━━ RECORDS FOR THIS TASK ━━

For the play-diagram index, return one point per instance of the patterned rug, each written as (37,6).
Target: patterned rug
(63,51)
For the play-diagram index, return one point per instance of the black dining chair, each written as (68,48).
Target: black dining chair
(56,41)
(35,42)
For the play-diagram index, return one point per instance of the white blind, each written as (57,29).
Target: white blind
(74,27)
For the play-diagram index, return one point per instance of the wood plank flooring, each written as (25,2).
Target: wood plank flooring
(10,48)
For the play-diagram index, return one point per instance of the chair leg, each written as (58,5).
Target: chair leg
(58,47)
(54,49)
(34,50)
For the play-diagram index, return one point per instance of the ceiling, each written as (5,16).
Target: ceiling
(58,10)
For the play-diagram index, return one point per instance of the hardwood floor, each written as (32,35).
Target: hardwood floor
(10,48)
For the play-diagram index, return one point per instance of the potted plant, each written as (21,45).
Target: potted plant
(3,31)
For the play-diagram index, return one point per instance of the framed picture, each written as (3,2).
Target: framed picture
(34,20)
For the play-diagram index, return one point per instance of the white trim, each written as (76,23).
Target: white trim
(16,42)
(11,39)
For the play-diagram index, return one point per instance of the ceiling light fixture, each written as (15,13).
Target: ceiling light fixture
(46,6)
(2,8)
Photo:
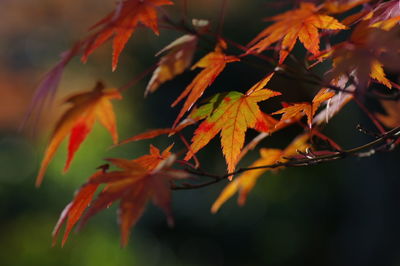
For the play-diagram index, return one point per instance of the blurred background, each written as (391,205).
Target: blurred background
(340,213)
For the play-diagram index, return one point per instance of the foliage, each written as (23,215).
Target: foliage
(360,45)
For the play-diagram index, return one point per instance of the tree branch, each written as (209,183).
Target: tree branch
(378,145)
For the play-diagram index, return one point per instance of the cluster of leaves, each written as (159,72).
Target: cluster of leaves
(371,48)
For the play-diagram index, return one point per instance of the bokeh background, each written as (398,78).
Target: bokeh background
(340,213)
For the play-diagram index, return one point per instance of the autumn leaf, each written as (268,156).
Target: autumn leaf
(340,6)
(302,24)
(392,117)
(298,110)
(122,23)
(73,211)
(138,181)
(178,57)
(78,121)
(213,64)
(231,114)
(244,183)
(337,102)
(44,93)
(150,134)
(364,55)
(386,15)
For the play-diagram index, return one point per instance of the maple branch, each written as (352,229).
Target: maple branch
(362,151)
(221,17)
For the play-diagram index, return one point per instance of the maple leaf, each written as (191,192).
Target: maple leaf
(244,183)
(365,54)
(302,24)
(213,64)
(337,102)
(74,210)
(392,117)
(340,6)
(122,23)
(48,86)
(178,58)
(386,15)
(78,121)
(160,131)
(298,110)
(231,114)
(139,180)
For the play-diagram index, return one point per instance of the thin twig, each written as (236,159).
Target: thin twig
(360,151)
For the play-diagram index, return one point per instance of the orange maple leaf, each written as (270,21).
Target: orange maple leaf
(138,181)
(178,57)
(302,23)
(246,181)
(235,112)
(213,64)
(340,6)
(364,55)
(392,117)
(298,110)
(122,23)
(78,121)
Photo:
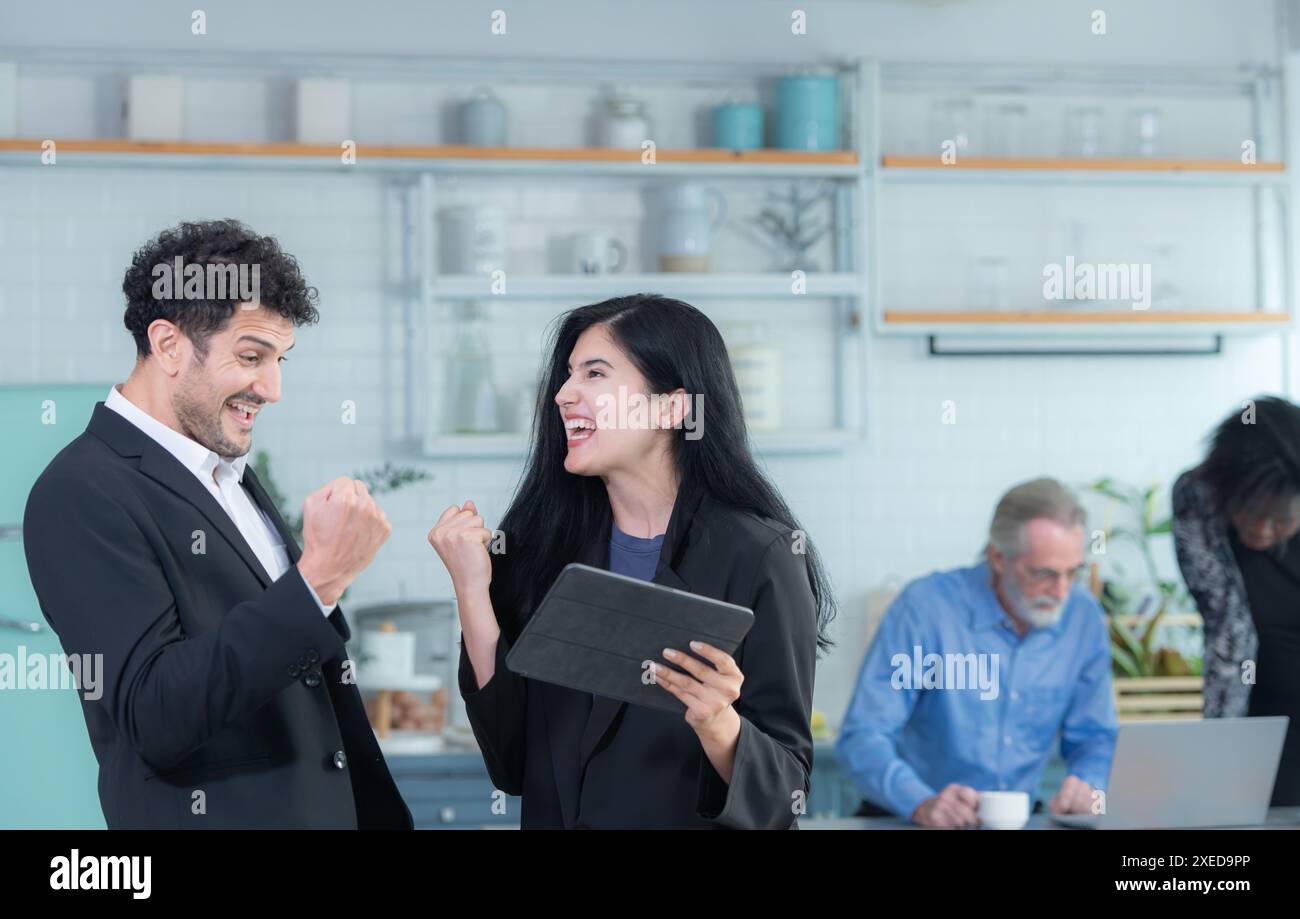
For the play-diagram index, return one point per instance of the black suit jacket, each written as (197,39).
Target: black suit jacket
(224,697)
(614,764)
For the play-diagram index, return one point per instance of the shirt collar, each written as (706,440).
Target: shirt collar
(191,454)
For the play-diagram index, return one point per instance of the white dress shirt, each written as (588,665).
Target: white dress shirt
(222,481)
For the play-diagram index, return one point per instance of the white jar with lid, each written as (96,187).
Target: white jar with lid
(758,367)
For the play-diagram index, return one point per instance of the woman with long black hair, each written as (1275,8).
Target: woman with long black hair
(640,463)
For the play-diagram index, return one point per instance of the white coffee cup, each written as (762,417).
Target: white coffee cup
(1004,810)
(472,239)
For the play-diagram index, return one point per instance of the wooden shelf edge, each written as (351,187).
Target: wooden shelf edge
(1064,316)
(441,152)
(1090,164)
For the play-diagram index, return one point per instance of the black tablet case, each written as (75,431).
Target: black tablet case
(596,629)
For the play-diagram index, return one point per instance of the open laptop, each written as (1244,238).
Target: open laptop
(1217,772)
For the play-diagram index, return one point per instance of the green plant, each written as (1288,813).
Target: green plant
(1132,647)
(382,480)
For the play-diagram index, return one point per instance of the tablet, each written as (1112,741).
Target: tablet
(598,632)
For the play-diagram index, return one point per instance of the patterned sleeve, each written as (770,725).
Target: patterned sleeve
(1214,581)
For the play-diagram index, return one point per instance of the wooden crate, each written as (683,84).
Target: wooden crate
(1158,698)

━━━
━━ RECORDS FOR THIS TASK ━━

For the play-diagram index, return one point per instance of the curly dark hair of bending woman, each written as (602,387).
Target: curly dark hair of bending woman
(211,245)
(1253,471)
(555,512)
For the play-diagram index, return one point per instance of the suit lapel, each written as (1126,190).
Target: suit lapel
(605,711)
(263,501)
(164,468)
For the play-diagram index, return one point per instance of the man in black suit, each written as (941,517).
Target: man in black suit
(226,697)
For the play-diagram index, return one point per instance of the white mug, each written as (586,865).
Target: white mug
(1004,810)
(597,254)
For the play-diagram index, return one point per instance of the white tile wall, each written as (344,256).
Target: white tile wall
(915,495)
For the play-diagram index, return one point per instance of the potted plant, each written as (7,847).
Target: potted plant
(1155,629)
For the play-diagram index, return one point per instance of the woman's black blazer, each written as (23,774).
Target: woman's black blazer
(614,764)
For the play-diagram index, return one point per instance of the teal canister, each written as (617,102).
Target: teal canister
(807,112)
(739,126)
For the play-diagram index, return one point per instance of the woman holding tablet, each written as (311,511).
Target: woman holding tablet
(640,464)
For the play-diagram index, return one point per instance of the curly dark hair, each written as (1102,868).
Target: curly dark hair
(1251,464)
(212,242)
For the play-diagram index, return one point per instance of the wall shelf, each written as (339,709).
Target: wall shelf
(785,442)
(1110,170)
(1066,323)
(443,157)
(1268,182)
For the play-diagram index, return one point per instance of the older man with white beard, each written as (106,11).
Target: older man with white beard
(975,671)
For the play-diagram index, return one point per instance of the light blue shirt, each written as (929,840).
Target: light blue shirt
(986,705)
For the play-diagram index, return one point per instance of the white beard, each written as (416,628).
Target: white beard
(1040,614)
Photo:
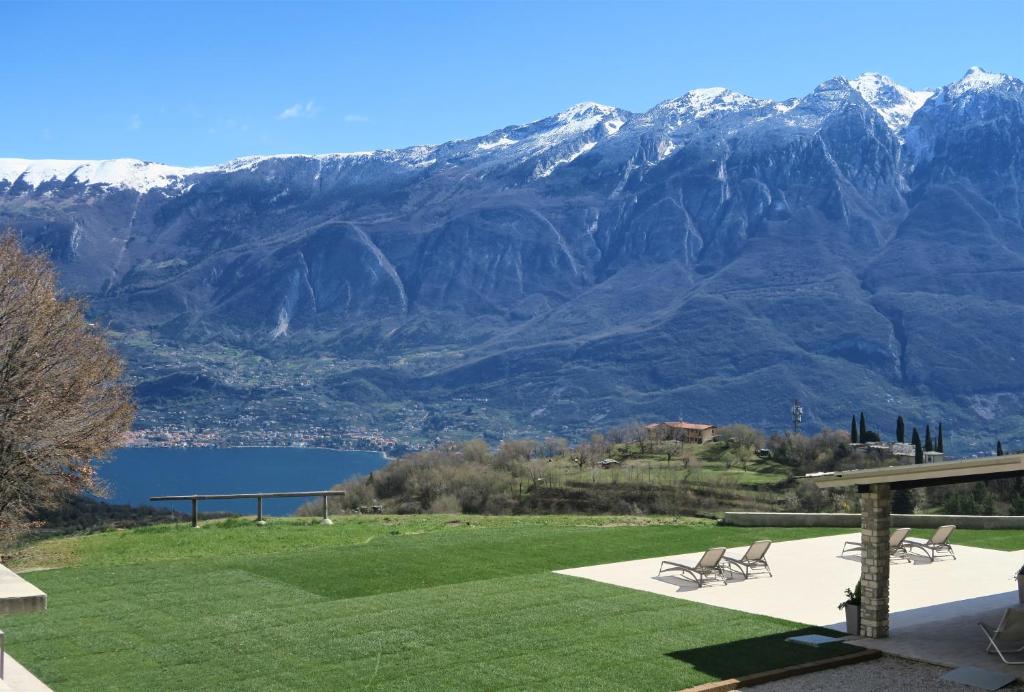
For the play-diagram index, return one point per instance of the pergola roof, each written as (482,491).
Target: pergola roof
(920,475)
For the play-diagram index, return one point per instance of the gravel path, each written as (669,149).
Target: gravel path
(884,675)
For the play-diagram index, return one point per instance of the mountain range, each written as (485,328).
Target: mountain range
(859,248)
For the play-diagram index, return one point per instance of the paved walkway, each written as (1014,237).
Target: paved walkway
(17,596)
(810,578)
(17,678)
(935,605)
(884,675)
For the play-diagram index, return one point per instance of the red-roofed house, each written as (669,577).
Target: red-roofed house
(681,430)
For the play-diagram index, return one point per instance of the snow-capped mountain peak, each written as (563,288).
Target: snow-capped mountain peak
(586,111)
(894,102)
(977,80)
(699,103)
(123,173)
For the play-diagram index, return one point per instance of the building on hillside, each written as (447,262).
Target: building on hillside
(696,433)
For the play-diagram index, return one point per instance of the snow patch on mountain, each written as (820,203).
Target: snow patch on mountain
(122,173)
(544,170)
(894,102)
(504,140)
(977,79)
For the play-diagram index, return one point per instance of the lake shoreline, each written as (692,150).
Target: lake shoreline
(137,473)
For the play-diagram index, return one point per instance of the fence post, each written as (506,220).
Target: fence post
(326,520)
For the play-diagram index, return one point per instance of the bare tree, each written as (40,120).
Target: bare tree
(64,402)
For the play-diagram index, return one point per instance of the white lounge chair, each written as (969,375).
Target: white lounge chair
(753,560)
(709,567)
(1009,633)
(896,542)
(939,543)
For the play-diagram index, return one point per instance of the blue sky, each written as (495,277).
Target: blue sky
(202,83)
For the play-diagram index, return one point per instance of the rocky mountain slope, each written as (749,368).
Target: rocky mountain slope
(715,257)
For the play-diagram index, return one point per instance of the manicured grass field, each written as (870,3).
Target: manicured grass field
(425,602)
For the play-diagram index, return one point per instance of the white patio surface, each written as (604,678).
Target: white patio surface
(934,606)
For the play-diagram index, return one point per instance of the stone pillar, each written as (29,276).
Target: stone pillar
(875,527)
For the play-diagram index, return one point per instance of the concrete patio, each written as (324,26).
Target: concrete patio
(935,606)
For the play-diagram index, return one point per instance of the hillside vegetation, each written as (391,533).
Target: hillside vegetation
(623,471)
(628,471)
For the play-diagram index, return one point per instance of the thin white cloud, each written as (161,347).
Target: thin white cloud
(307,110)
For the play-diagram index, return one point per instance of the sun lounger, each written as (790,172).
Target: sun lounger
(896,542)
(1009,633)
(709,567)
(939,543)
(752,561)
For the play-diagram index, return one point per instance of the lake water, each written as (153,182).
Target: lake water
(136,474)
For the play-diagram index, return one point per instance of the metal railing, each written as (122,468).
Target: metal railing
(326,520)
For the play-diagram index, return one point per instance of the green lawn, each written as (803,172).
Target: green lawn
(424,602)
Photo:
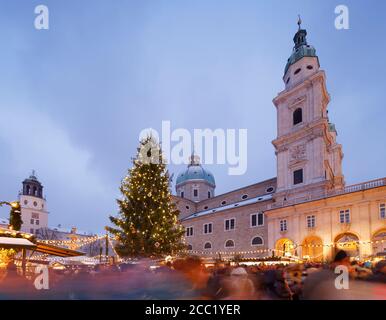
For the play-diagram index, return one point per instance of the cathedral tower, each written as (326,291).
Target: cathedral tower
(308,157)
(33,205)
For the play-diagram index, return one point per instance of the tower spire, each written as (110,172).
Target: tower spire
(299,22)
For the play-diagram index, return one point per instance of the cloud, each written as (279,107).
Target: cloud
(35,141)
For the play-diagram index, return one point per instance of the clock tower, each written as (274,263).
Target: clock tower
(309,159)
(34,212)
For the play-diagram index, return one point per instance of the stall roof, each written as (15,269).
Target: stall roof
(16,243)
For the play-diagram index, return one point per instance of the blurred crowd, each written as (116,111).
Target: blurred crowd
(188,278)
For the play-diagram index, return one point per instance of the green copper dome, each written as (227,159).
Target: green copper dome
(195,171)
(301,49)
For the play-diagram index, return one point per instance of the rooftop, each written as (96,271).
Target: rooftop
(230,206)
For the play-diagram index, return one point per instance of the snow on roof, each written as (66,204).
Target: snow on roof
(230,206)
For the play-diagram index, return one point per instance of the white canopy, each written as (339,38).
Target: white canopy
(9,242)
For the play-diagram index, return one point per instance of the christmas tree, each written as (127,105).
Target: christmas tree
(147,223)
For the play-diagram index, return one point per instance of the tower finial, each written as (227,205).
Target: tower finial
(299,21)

━━━

I'd like the lines above repeated exactly, from the one that contains "Target: framed picture" through the one that contains "written as (268,156).", with no pictures.

Target: framed picture
(34,20)
For the play-diagram index, return one point per instance of the white trim, each written as (76,23).
Target: white trim
(16,42)
(11,39)
For the play-diagram index, return one point per instance of the ceiling light fixture, each written as (15,13).
Target: ceiling light fixture
(46,6)
(2,8)
Photo:
For the play-diagram index, return one point per instance of the blurred background, each written as (391,205).
Target: blurred background
(340,213)
For the play-diagram index, return one point per instance of the foliage, each written as (23,215).
Target: foliage
(360,45)
For the play-diagram index, return one point per instance of the tree branch, each written as (209,183).
Target: tree branch
(378,145)
For the play-diagram index, return one point per instance of the cluster of leaves, each written as (159,72).
Target: cluster of leaves
(371,48)
For the play-diagram index, return one point per instance of the bokeh background, each written as (398,78).
Target: bokeh background
(340,213)
For the play-diagram index, return one point per instance of the autumn leaf, each written as (268,156).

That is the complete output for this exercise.